How do you differentiate #f(x)=1/sin(e^arctanx)# using the chain rule?

1 Answer
Nov 10, 2015

Answer:

#dy/dx = -(csc(e^(arctan(x)))cot(e^(arctan(x)))e^(arctan(x)))/(x^2+1)#

Explanation:

So we have

#y = 1/sin(e^(arctan(x))) = csc(e^(arctan(x)))#

While the cosecant has a tabled, standard derivative we can work with the sine too, if you don't remember / don't have a standard derivative table handy.

Let's say that #u = sin(e^(arctan(x)))#

#dy/dx = d/(du)u^(-1)(du)/dx#
#dy/dx = -u^(-3/2)d/dx(sin(e^(arctan(x)))#

Let's say that #v = e^(arctan(x))#

#dy/dx = -u^(-3/2)d/(dv)sin(v)(dv)/dx = -u^(-3/2)cos(v)d/dx(e^(arctan(x)))#

Let's say that #w = arctan(x)#

#dy/dx = -u^(-3/2)cos(v)d/(dw)e^(w)(dw)/dx#
#dy/dx = -u^(-3/2)cos(v)e^(w)d/dx(arctan(x))#
#dy/dx = -(u^(-3/2)cos(v)e^(w))/(x^2+1)#

Putting it all in terms of #x#

#dy/dx = -(csc(e^(arctan(x)))cot(e^(arctan(x)))e^(arctan(x)))/(x^2+1)#

# # # #

Problem 1 » Locate each line of the entries that contains the word "covered", and copy those lines.

# # # #

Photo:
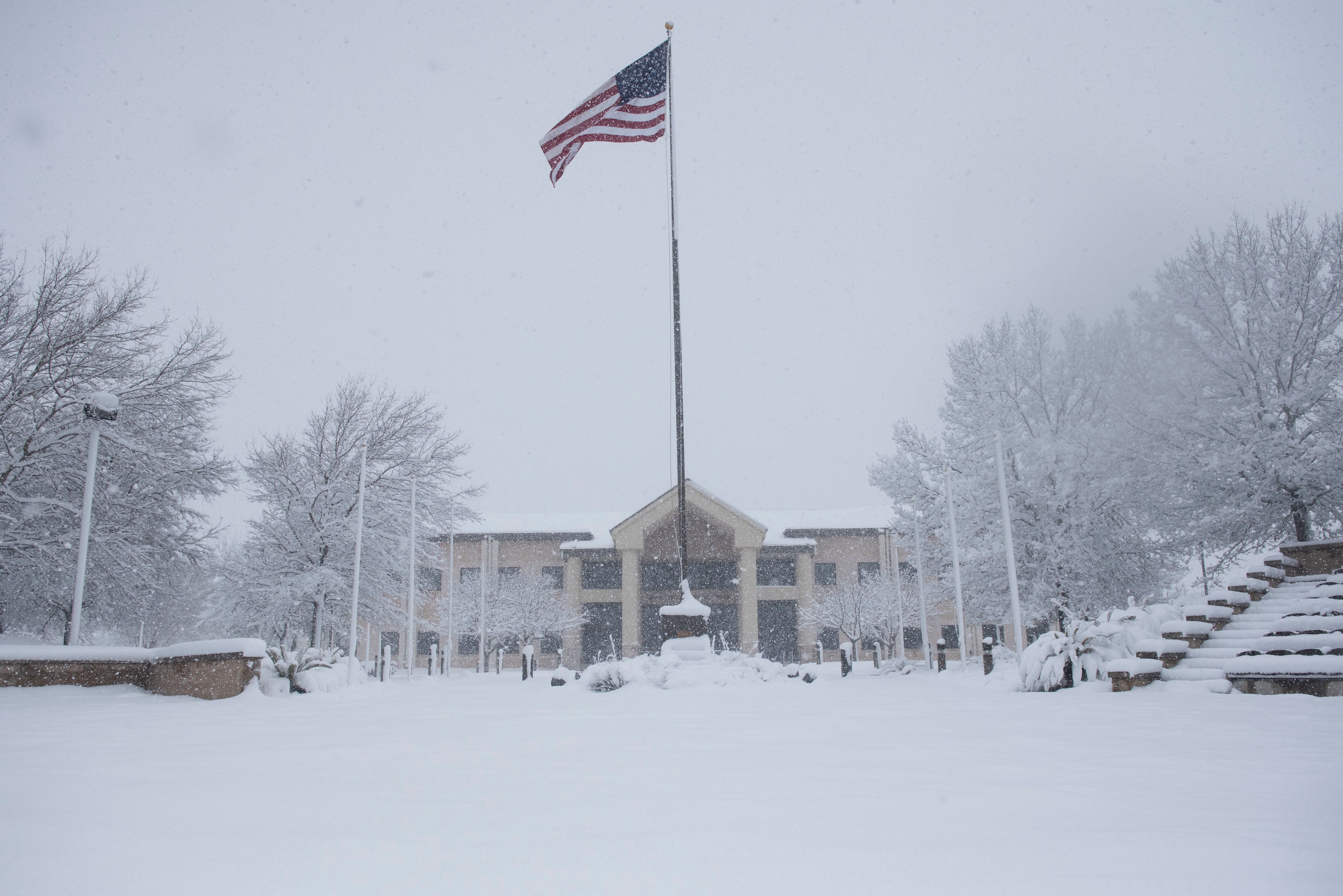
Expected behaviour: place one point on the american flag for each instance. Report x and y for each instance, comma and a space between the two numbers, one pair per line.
630, 107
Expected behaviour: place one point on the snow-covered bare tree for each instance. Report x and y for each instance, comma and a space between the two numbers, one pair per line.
519, 610
66, 332
295, 570
1239, 401
1082, 510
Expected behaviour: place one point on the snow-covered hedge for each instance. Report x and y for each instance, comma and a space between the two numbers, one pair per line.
724, 669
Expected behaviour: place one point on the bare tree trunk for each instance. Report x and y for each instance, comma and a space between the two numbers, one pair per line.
1301, 518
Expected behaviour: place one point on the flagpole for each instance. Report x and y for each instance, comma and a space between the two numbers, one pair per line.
676, 331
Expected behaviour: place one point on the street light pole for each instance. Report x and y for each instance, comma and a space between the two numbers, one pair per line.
359, 549
410, 602
101, 406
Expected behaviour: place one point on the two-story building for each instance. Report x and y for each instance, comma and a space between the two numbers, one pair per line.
758, 571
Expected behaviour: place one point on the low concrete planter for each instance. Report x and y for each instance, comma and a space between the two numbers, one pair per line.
206, 669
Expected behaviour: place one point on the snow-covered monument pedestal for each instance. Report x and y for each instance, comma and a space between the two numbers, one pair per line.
685, 628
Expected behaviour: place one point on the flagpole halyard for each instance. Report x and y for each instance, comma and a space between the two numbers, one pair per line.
676, 332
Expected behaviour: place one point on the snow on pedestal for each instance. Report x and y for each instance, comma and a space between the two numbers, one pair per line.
689, 621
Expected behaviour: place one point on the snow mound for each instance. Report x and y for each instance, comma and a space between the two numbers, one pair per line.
723, 669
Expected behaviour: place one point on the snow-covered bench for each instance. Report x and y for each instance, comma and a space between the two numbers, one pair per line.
1235, 600
1126, 675
1319, 676
1254, 587
207, 669
1165, 649
1196, 633
1215, 616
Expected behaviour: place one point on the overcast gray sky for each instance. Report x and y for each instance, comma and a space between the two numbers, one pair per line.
358, 188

# # # #

Problem 2 » In the chain rule explanation, what expression is the variable w set equal to?

Full answer 1 »
Expected behaviour: place one point on the snow-covered bare tree for each instance. Report x and y for each instance, comma and a space between the two numbers, one pair per line.
Expected behaviour: place one point on the snow-covered hedge for each instance. Report x and y for each instance, comma and a space between the two numbers, one pair per line.
Expected behaviour: place one point on the snow-covered monument pedestal for each instance. Report x and y for each instance, comma and a space between the two numbers, one pair per line.
Expected behaviour: place one point on the snow-covered bench for each instance. Report x and y for each instance, comma and a space between the two numbers, one pair per line.

Full answer 2 » w = arctan(x)